_Task directions_
Exclude the pictures and reproduce the remaining data exactly as written.

_Stored data entries_
#####

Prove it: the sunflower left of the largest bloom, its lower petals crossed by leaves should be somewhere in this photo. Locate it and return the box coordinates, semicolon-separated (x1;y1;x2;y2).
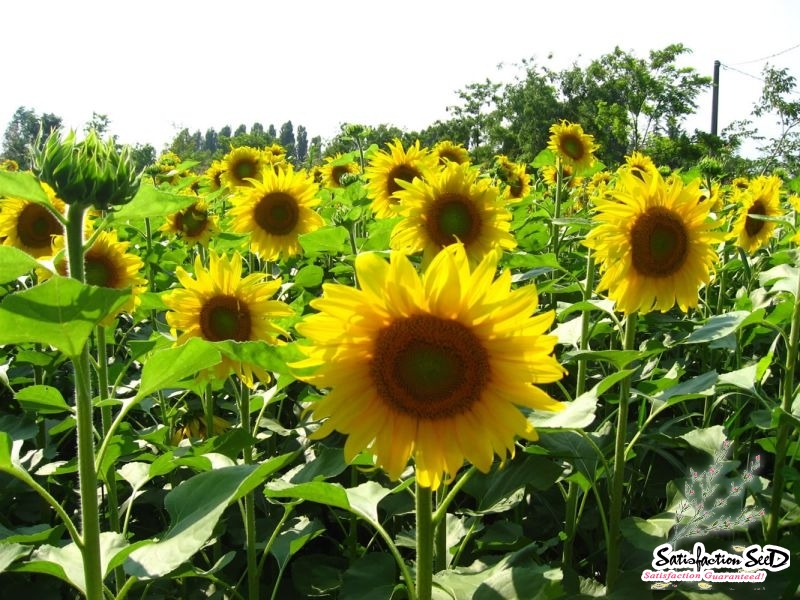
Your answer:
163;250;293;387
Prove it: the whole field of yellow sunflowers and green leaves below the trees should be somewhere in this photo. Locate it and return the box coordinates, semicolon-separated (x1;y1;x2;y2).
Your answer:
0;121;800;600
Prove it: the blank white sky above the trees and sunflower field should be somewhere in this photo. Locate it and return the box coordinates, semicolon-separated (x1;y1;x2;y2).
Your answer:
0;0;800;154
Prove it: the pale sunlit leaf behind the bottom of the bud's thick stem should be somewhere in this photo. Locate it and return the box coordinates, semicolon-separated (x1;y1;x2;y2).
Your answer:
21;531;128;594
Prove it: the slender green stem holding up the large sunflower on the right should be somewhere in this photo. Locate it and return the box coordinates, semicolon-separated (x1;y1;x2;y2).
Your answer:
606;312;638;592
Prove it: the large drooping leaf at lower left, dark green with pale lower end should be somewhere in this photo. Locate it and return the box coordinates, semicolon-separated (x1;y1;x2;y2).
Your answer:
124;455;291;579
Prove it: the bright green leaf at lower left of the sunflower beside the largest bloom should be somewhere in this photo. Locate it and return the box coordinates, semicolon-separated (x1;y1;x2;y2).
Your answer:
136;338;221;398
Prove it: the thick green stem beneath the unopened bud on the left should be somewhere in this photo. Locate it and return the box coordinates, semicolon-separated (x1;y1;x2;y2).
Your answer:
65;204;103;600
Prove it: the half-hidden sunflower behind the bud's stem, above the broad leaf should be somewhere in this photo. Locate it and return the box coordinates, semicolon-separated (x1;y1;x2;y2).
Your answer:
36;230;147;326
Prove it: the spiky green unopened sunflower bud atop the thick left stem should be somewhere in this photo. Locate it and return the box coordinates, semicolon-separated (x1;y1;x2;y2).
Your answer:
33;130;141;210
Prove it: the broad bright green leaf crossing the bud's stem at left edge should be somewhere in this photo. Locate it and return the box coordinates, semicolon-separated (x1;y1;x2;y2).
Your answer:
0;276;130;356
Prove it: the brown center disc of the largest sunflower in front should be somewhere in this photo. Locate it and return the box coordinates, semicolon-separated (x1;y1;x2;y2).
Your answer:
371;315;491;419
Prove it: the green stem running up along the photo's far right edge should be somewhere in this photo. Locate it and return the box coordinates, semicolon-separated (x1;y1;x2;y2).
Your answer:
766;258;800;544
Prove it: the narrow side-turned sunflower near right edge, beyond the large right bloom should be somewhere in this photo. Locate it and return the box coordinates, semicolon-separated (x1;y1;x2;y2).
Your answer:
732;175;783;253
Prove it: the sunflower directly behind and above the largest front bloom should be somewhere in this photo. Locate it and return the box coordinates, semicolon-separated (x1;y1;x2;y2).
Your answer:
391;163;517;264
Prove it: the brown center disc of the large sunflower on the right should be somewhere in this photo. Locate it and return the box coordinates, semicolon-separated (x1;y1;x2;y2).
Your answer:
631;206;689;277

#####

_Answer to this task_
Prove it: the sunflower left of the largest bloom, its lower petals crossed by leaves should be somewhere in this photo. Locate it and return the box coordinates, semicolon-separated (x1;y1;x2;y2).
Your answer:
163;250;293;387
Prove it: the whole field of yellow sunflowers and green leaves below the trees should be somewhere in this photo. Locate it and return the box coordinates, semicolon-separated (x1;y1;x2;y2).
Your answer:
0;121;800;600
Prove it: the blank white sky above the trees and sunflower field should be somewhere in this photo. Locate it and return the box coordinates, semicolon-separated (x1;y1;x2;y2).
Your answer:
0;0;800;154
Prove it: the pale sunlit leaf behind the bottom of the bud's thick stem should be somewhere in this photo. Locate it and return the box coordinates, semicolon-separated (x1;y1;x2;y2).
Your answer:
21;531;128;594
Prove it: the slender green stem holding up the large sunflower on the right should be somewhere in this photo. Locate it and return the box coordinates, semicolon-separated (x1;y1;x2;y2).
Your answer:
606;312;638;592
Prove it: the large drooping leaf at lower left, dark green with pale lower end should be somewhere in this photo. Locate it and return the box coordinates, semicolon-separated (x1;y1;x2;y2).
Your answer:
124;455;291;579
Prove it: the bright green leaf at lower left of the sunflower beside the largest bloom should be somewhere in this photo. Locate it and return the box coordinates, semicolon-separated (x1;y1;x2;y2).
Your answer:
136;338;221;398
Prove it: the thick green stem beneath the unopened bud on the left should be somewhere in this photo. Locate it and return the box coordinates, semicolon-separated (x1;y1;x2;y2).
Your answer:
65;204;103;600
Prove it: the half-hidden sunflower behind the bud's stem, above the broad leaf should be somewhere in this photo. Locate it and return the box coordinates, semicolon-separated (x1;y1;x2;y2).
Your answer:
36;230;147;326
Prove it: the spiky green unopened sunflower bud atop the thick left stem should be somewhere in this photo. Locate it and return the box coordinates, semicolon-separated (x1;y1;x2;y2).
Your answer:
33;130;141;210
Prove it: the broad bright green leaf crossing the bud's stem at left edge should be somewhere in this photo. Locate it and return the box coordinates, semicolon-separated (x1;y1;x2;y2).
Your answer:
0;276;130;356
Prove it: the brown center disc of the largest sunflower in front should be somewhere in this photo. Locate it and return the box coordinates, semicolon-separated (x1;y1;x2;y2).
Your answer:
371;315;491;419
Prove it: the green stem running up along the photo's far right edge should be somewhere in this photo. Locate it and return the box coordinates, semicolon-separated (x1;y1;x2;y2).
Your answer:
766;258;800;544
Prove it: the narrow side-turned sunflower near right edge, beyond the large right bloom should be somewhere in this photo. Locate it and return the box coordinates, semicolon-separated (x1;y1;x2;y2).
Your answer:
732;175;783;253
Prove it: the sunflower directly behind and above the largest front bloom should be somewhere in this photo. Locate it and return the box coordinates, semicolon-separated (x1;y1;x2;y2).
Your answer:
391;163;517;264
Prove it: the brown center disc of the large sunflower on the right should be somewhere in this photo. Locate it and return the box coordinates, semicolon-separated (x1;y1;x2;y2).
Your answer:
631;206;689;277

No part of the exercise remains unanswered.